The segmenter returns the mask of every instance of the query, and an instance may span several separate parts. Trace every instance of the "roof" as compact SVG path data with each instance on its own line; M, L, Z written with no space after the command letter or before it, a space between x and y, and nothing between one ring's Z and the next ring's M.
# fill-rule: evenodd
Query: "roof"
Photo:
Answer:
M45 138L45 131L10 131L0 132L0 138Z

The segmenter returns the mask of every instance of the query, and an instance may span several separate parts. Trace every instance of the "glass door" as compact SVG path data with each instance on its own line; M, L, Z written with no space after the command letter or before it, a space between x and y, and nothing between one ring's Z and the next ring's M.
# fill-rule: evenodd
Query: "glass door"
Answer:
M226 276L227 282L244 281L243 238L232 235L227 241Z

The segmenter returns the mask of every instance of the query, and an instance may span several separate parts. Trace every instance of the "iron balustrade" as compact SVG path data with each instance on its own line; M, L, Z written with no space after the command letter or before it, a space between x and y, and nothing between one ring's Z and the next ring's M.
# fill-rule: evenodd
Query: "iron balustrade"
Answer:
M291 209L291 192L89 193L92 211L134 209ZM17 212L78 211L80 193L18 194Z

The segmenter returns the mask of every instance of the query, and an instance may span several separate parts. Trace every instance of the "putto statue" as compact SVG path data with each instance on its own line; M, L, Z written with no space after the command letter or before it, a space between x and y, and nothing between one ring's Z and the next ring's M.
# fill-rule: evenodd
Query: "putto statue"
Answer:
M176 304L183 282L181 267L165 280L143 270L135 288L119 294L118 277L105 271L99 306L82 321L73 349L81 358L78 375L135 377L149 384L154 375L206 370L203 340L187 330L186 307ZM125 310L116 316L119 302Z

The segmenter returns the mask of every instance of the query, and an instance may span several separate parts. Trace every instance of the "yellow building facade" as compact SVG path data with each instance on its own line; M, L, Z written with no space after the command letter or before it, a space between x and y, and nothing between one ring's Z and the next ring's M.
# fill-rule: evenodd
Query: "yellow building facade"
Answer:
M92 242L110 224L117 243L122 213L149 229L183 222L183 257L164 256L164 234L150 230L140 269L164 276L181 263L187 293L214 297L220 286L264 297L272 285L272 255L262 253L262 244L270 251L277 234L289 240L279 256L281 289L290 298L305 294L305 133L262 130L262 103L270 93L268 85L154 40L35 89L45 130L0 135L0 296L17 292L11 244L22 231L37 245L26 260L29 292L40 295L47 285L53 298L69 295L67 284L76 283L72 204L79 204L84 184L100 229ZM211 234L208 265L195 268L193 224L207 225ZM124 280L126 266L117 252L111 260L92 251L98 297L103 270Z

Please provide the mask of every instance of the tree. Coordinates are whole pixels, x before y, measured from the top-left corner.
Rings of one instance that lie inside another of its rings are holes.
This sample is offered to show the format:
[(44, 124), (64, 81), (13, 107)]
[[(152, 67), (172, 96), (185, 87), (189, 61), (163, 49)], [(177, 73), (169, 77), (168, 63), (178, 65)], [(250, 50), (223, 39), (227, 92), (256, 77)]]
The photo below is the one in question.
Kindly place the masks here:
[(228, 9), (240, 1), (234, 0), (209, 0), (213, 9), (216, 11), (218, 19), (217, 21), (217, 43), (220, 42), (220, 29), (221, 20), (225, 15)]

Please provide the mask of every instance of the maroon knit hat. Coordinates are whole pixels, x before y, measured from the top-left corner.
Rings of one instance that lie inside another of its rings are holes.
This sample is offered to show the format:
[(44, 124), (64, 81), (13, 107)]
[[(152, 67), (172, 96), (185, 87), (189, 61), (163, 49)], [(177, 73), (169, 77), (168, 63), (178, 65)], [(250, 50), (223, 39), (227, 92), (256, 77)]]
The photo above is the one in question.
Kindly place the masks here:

#### [EXERCISE INSTRUCTIONS]
List every line of the records above that contains the word "pixels", matching case exactly.

#### [REPLY]
Please provide the mask of every instance of the tree. Coordinates are whole pixels, x before y, measured from the top-left corner.
Please provide the mask of every instance of the maroon knit hat. Coordinates are whole pixels, x before y, measured from the top-left corner.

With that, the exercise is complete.